Write out all of the entries exactly as given.

DATASET: Begin

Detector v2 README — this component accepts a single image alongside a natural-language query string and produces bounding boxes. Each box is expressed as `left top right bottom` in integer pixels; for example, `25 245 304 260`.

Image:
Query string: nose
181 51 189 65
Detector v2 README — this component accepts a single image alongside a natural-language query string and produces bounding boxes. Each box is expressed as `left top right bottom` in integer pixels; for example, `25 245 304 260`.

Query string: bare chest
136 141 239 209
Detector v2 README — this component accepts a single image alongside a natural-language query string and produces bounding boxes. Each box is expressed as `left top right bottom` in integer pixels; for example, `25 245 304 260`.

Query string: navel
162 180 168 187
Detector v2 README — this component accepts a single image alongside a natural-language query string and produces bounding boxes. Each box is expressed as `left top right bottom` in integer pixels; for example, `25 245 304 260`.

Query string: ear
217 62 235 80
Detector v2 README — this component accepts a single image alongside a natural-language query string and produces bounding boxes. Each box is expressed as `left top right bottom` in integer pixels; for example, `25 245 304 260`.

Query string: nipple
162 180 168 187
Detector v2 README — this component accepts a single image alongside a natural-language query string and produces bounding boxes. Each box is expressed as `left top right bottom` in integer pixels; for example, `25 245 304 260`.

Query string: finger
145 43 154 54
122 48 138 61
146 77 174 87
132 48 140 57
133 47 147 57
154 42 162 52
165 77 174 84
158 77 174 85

DATASET: End

SOLUTION FOR THIS TASK
Detector v2 README — this component accepts a single image alongside a natural-language query string and produces bounding boxes. Each box is expressed as `left top right bottom` in integer pixels; for example, `25 245 304 260`.

Image:
Query string: nose
181 51 189 65
Detector v2 README — this component accepts a single image alongside a natural-language query string and produces bounding boxes. Each box is expressed as `left top right bottom` in integer pixels; for example, `25 245 304 260`.

Query string: bare chest
136 141 239 209
Detector v2 README — this component accepts a single image alongside a natural-language query string and produces bounding boxes. Each box is expressed as `left top right bottom` in integer pixels; for example, `25 245 304 260`.

Query string: navel
162 180 168 187
Detector v2 README — this component accepts a single image alongside a natural-language query string and produces bounding boxes. Each box is expressed as `left top right bottom` in integer pixels; for example, `25 245 304 260`.

Query string: ear
217 62 235 80
Detector v2 README — this component accepts a single image alongside a natural-language query string and produces bounding boxes. Each box is expressed as `left top right bottom` in integer pixels; for example, `25 245 304 260`.

Query string: nipple
162 180 168 187
Detector v2 README — this component accepts a single image alongside a natural-language query string and produces bounding boxes. Each box is expressed as `left top right bottom` in integer pixels; for example, `25 245 304 260`.

Query string: finger
145 43 154 54
122 48 138 61
146 77 174 87
132 48 140 57
133 47 147 57
154 42 162 52
165 77 174 84
158 77 174 85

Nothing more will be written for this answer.